What to work on:
Copy the rows from the line containing "Please point out the rocky island" through the end of the rows, both included, keeping the requests and raising every coordinate value in the answers by 14. Leave the pictures out.

[Coordinate labeling rows]
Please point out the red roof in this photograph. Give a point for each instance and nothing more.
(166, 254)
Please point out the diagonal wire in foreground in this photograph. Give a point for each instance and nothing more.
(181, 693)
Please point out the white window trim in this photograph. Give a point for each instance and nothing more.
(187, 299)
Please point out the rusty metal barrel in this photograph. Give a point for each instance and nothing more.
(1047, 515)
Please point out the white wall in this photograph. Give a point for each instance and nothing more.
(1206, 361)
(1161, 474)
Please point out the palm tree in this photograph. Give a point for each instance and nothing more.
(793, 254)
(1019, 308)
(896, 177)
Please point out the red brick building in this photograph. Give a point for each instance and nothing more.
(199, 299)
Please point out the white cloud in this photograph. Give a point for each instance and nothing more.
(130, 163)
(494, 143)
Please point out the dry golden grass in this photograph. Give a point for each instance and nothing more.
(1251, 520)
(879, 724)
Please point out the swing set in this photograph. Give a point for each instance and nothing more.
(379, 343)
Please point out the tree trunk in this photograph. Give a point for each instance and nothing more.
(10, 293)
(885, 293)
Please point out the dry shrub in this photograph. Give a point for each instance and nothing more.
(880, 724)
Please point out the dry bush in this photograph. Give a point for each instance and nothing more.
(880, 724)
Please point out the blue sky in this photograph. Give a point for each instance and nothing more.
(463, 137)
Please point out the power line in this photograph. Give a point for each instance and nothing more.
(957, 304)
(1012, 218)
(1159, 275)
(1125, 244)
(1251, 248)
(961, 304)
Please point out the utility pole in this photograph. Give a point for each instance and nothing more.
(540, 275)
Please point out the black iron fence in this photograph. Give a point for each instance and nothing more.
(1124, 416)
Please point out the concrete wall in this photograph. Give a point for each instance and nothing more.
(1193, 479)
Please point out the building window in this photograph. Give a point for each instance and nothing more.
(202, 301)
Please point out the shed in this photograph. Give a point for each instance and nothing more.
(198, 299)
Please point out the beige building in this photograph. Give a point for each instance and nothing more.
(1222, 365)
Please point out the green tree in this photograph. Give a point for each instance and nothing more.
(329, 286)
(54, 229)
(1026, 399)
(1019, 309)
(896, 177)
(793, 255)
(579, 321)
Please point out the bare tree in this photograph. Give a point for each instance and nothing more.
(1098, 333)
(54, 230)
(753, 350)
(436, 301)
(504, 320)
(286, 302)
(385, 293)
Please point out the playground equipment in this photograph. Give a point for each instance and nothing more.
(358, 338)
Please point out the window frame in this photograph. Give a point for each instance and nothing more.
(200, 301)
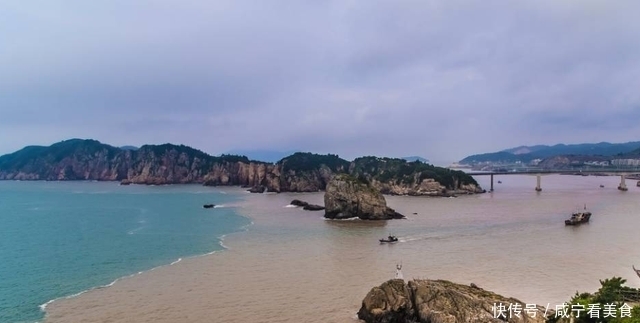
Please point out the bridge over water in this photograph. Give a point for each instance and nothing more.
(539, 172)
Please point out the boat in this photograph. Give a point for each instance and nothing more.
(389, 239)
(579, 217)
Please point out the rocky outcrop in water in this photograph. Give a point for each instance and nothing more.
(78, 159)
(307, 206)
(440, 301)
(349, 197)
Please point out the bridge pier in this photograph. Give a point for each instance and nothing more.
(538, 179)
(623, 185)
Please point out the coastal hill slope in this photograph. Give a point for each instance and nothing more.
(527, 154)
(80, 159)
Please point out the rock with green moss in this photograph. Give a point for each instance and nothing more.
(350, 197)
(441, 301)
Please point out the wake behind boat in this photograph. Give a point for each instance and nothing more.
(389, 239)
(579, 217)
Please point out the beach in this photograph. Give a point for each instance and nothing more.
(292, 265)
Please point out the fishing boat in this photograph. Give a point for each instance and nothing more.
(579, 217)
(389, 239)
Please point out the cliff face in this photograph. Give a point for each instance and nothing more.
(439, 301)
(172, 164)
(347, 197)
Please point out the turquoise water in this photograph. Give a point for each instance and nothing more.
(61, 238)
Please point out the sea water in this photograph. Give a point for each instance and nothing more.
(58, 239)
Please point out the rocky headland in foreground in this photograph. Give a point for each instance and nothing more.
(439, 301)
(79, 159)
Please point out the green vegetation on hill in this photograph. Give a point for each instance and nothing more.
(89, 159)
(303, 162)
(34, 156)
(388, 170)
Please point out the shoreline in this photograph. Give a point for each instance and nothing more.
(295, 259)
(242, 229)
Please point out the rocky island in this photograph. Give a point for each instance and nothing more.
(439, 301)
(349, 197)
(79, 159)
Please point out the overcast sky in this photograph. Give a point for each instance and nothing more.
(441, 79)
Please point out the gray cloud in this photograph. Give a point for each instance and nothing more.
(442, 79)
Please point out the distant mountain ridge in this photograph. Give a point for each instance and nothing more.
(270, 156)
(79, 159)
(415, 158)
(527, 154)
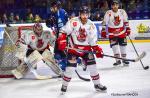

Response to this exercise:
Please point out the rocky island in this photograph. Give a point for each instance and nothing more.
(453, 315)
(363, 211)
(93, 173)
Please point out the overcast sky in this photograph. Give a point for each instance and nothing more.
(455, 93)
Please point out the gray cloud in this photograph. Give a point for each instance and nothing more.
(456, 93)
Please point out the distant mountain ridge in this photograph. Give a point for each instance and nothing more.
(284, 170)
(93, 173)
(429, 172)
(541, 168)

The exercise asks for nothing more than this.